[Opening Reading text section]
ICREA @ Institute for Bioengineering of Catalonia, Barcelona, Spain

Intestinal organoids capture essential features of the intestinal epithelium such as crypt folding, spatial compartmentalization of different cell types, and cellular movements from crypt to villus. Each of these processes and their coordination in time and space requires patterned physical forces. I will present maps of the three-dimensional cell-ECM and cell-cell forces in mouse intestinal organoids grown on soft hydrogels. These maps reveal a non-monotonic stress distribution that defines mechanical and functional compartments. Mechanical compartmentalization enables crypt folding through apical constriction and collective cell migration along a tensile gradient. A 3D vertex model shows that the shape and force distribution of the crypt can be largely explained by cell surface tensions following the measured apical and basal actomyosin density. I will also discuss how this mechanical picture is altered in patient-derived colorectal cancer organoids. Our results show that cancer stem cells contribute mechanical stability to the cancer stem cell niche whereas differentiated cancer cells display are more dynamic phenotype that favors metastatic progression.

Xavier Trepat was trained in Physics and Engineering at the University of Barcelona. In 2004 he obtained his PhD from the Medical School at the University of Barcelona. He then joined the Program in Molecular and Integrative Physiological Sciences at Harvard University as a postdoctoral researcher. In January 2011 he became an ICREA Research Professor at the Institute for Bioengineering of Catalonia (IBEC). Trepat’s research aims to understand how cells and tissues grow, move, invade and regenerate in a variety of processes in health and disease. To achieve this, he has developed technologies to measure cellular properties at the micro- and nanoscales. He has then applied these technologies to identify fundamental mechanisms in cell biology and biophysics.
[Closing Reading text section]
[Opening Supplied records section]
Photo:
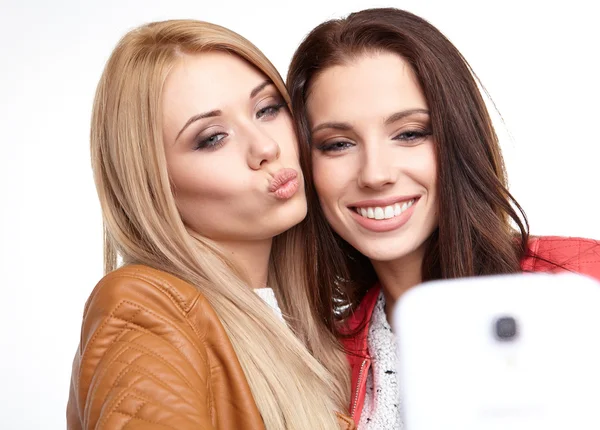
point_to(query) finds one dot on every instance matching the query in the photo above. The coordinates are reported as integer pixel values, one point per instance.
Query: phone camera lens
(506, 328)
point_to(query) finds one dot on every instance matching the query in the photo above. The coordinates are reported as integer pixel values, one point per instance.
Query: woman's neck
(398, 276)
(252, 257)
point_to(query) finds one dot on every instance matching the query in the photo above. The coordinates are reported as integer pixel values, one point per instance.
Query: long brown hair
(292, 389)
(476, 210)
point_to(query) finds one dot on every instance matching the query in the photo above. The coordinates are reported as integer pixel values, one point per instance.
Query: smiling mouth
(384, 212)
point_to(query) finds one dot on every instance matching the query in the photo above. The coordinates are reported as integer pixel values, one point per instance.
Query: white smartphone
(501, 352)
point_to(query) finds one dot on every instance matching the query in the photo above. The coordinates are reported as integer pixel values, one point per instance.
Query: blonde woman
(196, 166)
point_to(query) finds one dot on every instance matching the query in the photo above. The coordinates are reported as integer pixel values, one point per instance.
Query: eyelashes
(407, 138)
(215, 140)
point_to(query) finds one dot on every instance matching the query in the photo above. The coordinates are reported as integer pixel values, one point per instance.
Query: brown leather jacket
(154, 355)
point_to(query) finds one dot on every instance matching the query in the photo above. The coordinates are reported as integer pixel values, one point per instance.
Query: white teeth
(386, 212)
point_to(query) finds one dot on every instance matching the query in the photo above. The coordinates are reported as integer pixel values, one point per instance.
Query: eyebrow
(344, 126)
(218, 112)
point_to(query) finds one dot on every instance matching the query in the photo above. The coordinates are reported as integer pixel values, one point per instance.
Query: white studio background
(537, 59)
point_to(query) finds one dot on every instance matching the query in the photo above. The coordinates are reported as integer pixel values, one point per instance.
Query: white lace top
(382, 407)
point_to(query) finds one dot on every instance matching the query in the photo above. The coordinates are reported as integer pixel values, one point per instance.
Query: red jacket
(574, 254)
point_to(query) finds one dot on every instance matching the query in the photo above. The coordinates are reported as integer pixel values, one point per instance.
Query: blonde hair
(292, 389)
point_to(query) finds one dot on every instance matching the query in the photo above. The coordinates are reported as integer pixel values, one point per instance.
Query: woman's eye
(212, 142)
(413, 136)
(335, 146)
(269, 111)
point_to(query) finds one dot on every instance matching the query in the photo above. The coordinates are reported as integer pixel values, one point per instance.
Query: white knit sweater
(382, 407)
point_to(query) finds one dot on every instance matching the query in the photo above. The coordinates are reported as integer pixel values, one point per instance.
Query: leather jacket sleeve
(140, 363)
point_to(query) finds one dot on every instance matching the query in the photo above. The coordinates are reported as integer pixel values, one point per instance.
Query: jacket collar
(357, 345)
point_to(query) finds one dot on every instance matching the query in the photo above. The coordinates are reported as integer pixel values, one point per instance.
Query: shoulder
(143, 286)
(138, 347)
(555, 253)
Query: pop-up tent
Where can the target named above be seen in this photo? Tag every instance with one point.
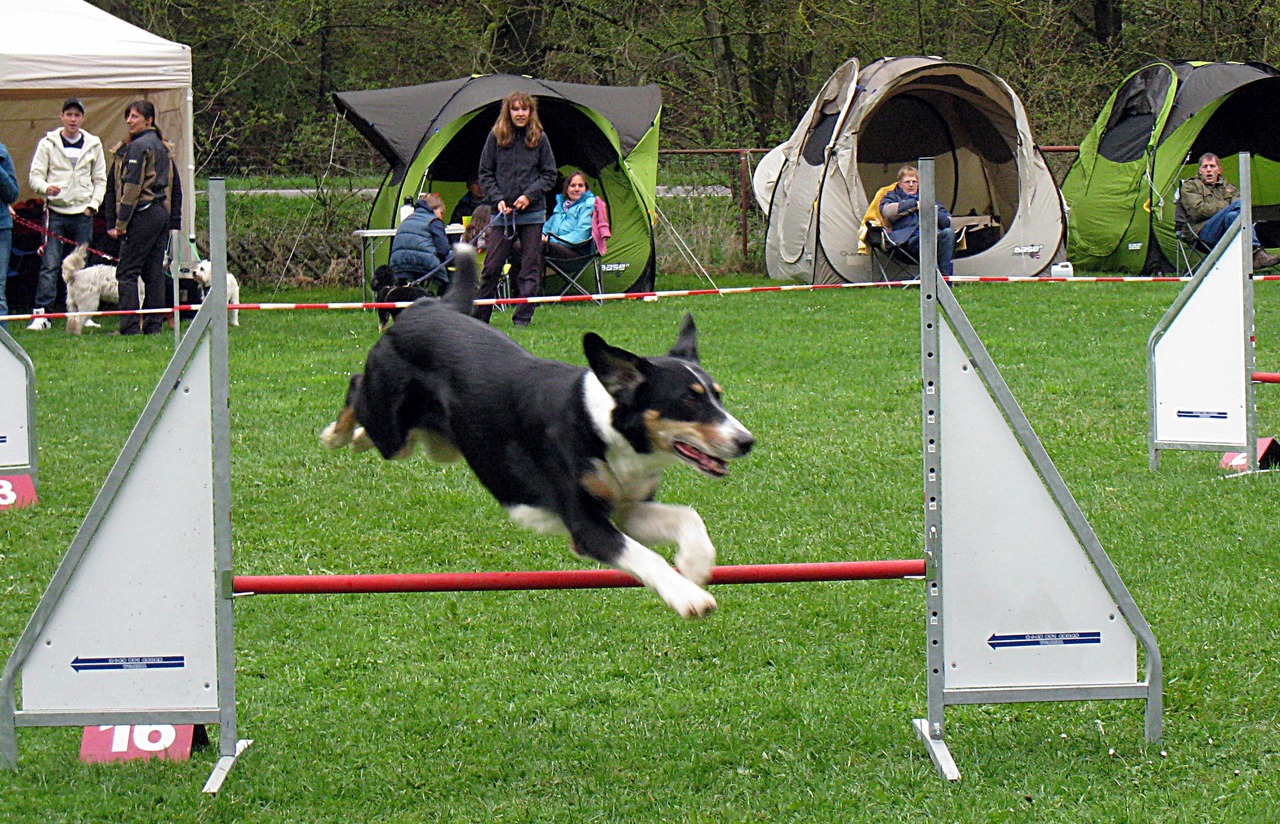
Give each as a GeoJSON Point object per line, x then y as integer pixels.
{"type": "Point", "coordinates": [865, 124]}
{"type": "Point", "coordinates": [432, 136]}
{"type": "Point", "coordinates": [58, 49]}
{"type": "Point", "coordinates": [1148, 138]}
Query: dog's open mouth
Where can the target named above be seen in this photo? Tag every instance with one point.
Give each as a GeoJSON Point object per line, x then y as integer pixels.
{"type": "Point", "coordinates": [700, 461]}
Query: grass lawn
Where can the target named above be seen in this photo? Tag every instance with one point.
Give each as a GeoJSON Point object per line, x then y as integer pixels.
{"type": "Point", "coordinates": [791, 703]}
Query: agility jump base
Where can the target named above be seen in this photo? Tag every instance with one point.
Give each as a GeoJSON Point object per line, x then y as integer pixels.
{"type": "Point", "coordinates": [1022, 603]}
{"type": "Point", "coordinates": [18, 453]}
{"type": "Point", "coordinates": [1200, 356]}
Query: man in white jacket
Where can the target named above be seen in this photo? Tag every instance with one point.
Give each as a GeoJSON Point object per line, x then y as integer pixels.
{"type": "Point", "coordinates": [69, 172]}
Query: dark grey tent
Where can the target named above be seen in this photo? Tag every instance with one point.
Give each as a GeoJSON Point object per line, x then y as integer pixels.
{"type": "Point", "coordinates": [432, 136]}
{"type": "Point", "coordinates": [1148, 138]}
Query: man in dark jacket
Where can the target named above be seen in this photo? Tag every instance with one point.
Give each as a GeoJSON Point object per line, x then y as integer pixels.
{"type": "Point", "coordinates": [1211, 205]}
{"type": "Point", "coordinates": [137, 211]}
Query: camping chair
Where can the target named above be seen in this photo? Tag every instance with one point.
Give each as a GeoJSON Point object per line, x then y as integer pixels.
{"type": "Point", "coordinates": [873, 239]}
{"type": "Point", "coordinates": [1188, 242]}
{"type": "Point", "coordinates": [574, 269]}
{"type": "Point", "coordinates": [444, 268]}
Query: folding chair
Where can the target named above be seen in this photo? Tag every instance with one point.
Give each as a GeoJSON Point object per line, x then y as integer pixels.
{"type": "Point", "coordinates": [873, 239]}
{"type": "Point", "coordinates": [572, 269]}
{"type": "Point", "coordinates": [446, 268]}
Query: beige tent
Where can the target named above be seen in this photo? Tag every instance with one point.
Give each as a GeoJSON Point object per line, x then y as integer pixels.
{"type": "Point", "coordinates": [867, 123]}
{"type": "Point", "coordinates": [58, 49]}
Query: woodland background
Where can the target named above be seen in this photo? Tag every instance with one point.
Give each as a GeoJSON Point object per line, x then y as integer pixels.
{"type": "Point", "coordinates": [735, 74]}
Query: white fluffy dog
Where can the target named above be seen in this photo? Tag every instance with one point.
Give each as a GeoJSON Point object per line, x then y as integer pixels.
{"type": "Point", "coordinates": [204, 277]}
{"type": "Point", "coordinates": [87, 287]}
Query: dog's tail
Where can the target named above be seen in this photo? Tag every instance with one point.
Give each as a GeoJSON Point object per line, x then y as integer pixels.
{"type": "Point", "coordinates": [465, 284]}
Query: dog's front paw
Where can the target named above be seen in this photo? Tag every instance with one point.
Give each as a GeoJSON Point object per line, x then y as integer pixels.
{"type": "Point", "coordinates": [688, 599]}
{"type": "Point", "coordinates": [696, 562]}
{"type": "Point", "coordinates": [360, 440]}
{"type": "Point", "coordinates": [334, 438]}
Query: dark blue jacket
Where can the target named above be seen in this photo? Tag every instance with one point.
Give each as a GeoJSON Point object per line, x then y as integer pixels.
{"type": "Point", "coordinates": [908, 227]}
{"type": "Point", "coordinates": [420, 245]}
{"type": "Point", "coordinates": [8, 192]}
{"type": "Point", "coordinates": [508, 172]}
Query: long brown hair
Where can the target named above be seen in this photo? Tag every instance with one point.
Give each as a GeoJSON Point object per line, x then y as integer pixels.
{"type": "Point", "coordinates": [504, 131]}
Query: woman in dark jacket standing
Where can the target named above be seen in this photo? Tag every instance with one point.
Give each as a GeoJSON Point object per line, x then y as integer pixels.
{"type": "Point", "coordinates": [517, 169]}
{"type": "Point", "coordinates": [137, 211]}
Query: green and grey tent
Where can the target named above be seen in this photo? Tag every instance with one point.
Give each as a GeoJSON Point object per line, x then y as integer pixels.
{"type": "Point", "coordinates": [867, 123]}
{"type": "Point", "coordinates": [432, 136]}
{"type": "Point", "coordinates": [1148, 138]}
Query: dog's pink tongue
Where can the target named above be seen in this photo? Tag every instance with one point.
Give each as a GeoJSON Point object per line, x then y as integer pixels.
{"type": "Point", "coordinates": [705, 462]}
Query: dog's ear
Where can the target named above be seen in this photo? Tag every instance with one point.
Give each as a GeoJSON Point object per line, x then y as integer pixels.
{"type": "Point", "coordinates": [618, 370]}
{"type": "Point", "coordinates": [686, 344]}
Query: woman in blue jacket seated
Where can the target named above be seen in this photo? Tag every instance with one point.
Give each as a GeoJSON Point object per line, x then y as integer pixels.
{"type": "Point", "coordinates": [567, 230]}
{"type": "Point", "coordinates": [420, 243]}
{"type": "Point", "coordinates": [901, 210]}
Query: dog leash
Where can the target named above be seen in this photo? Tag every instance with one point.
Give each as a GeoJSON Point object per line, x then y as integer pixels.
{"type": "Point", "coordinates": [30, 224]}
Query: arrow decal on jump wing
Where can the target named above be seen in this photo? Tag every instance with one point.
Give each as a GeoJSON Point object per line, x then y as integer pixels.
{"type": "Point", "coordinates": [1043, 639]}
{"type": "Point", "coordinates": [131, 662]}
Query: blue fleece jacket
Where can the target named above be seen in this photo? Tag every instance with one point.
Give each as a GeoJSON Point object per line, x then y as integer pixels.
{"type": "Point", "coordinates": [571, 221]}
{"type": "Point", "coordinates": [419, 245]}
{"type": "Point", "coordinates": [908, 225]}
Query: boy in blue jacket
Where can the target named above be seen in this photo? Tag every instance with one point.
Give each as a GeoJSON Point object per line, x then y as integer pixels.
{"type": "Point", "coordinates": [420, 243]}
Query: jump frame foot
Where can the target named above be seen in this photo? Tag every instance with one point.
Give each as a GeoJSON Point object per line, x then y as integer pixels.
{"type": "Point", "coordinates": [937, 749]}
{"type": "Point", "coordinates": [223, 767]}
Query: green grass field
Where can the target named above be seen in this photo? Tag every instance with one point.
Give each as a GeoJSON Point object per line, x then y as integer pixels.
{"type": "Point", "coordinates": [791, 703]}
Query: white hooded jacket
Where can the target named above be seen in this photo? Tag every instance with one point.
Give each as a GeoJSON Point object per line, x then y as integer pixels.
{"type": "Point", "coordinates": [83, 182]}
[Closing Supplied records section]
§ Exercise brief: Write out the entire text on intestinal organoid forces word for word. The records were drawn from a separate source.

§ Task output:
ICREA @ Institute for Bioengineering of Catalonia, Barcelona, Spain

Intestinal organoids capture essential features of the intestinal epithelium such as crypt folding, spatial compartmentalization of different cell types, and cellular movements from crypt to villus. Each of these processes and their coordination in time and space requires patterned physical forces. I will present maps of the three-dimensional cell-ECM and cell-cell forces in mouse intestinal organoids grown on soft hydrogels. These maps reveal a non-monotonic stress distribution that defines mechanical and functional compartments. Mechanical compartmentalization enables crypt folding through apical constriction and collective cell migration along a tensile gradient. A 3D vertex model shows that the shape and force distribution of the crypt can be largely explained by cell surface tensions following the measured apical and basal actomyosin density. I will also discuss how this mechanical picture is altered in patient-derived colorectal cancer organoids. Our results show that cancer stem cells contribute mechanical stability to the cancer stem cell niche whereas differentiated cancer cells display are more dynamic phenotype that favors metastatic progression.

Xavier Trepat was trained in Physics and Engineering at the University of Barcelona. In 2004 he obtained his PhD from the Medical School at the University of Barcelona. He then joined the Program in Molecular and Integrative Physiological Sciences at Harvard University as a postdoctoral researcher. In January 2011 he became an ICREA Research Professor at the Institute for Bioengineering of Catalonia (IBEC). Trepat’s research aims to understand how cells and tissues grow, move, invade and regenerate in a variety of processes in health and disease. To achieve this, he has developed technologies to measure cellular properties at the micro- and nanoscales. He has then applied these technologies to identify fundamental mechanisms in cell biology and biophysics.